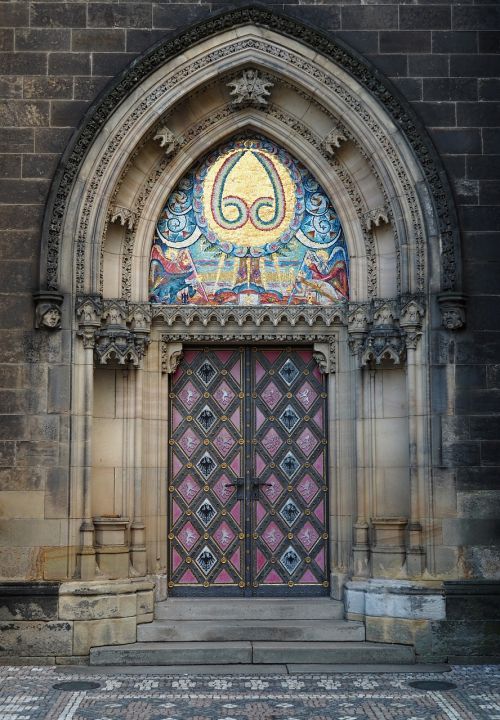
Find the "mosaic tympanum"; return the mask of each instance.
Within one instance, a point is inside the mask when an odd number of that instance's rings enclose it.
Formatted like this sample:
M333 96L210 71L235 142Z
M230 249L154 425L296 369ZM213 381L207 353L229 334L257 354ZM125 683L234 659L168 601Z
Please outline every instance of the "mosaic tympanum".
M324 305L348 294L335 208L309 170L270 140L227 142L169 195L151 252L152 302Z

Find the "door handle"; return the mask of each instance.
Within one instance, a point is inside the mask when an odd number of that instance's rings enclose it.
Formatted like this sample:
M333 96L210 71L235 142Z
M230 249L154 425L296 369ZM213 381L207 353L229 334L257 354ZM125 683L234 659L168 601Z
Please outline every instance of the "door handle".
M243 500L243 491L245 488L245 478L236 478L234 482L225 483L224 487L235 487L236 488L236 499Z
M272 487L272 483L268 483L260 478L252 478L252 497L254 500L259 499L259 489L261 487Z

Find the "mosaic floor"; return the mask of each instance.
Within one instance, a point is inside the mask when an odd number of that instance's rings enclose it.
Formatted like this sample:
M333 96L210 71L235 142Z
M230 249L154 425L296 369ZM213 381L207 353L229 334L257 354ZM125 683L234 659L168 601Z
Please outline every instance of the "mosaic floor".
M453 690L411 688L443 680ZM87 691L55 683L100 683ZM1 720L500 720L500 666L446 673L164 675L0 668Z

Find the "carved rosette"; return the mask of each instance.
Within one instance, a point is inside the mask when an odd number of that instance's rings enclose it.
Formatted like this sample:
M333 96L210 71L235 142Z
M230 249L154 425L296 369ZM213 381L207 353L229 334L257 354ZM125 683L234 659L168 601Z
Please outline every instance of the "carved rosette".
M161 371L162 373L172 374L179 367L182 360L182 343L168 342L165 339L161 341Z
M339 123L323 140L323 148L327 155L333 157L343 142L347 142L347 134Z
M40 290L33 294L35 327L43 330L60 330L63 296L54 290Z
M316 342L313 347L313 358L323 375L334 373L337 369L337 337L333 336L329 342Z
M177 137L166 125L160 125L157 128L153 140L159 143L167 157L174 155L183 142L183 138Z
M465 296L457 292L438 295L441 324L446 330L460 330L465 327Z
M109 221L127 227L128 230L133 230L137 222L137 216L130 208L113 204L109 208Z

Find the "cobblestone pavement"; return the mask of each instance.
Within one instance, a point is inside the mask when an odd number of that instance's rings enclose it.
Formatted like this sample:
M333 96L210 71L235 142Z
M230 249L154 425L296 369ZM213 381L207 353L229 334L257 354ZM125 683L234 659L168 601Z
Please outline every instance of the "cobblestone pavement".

------------------------------------------------

**Prompt:** Find how many lines in the entries include the string "pavement", and state only the number.

**Worked solution:** 2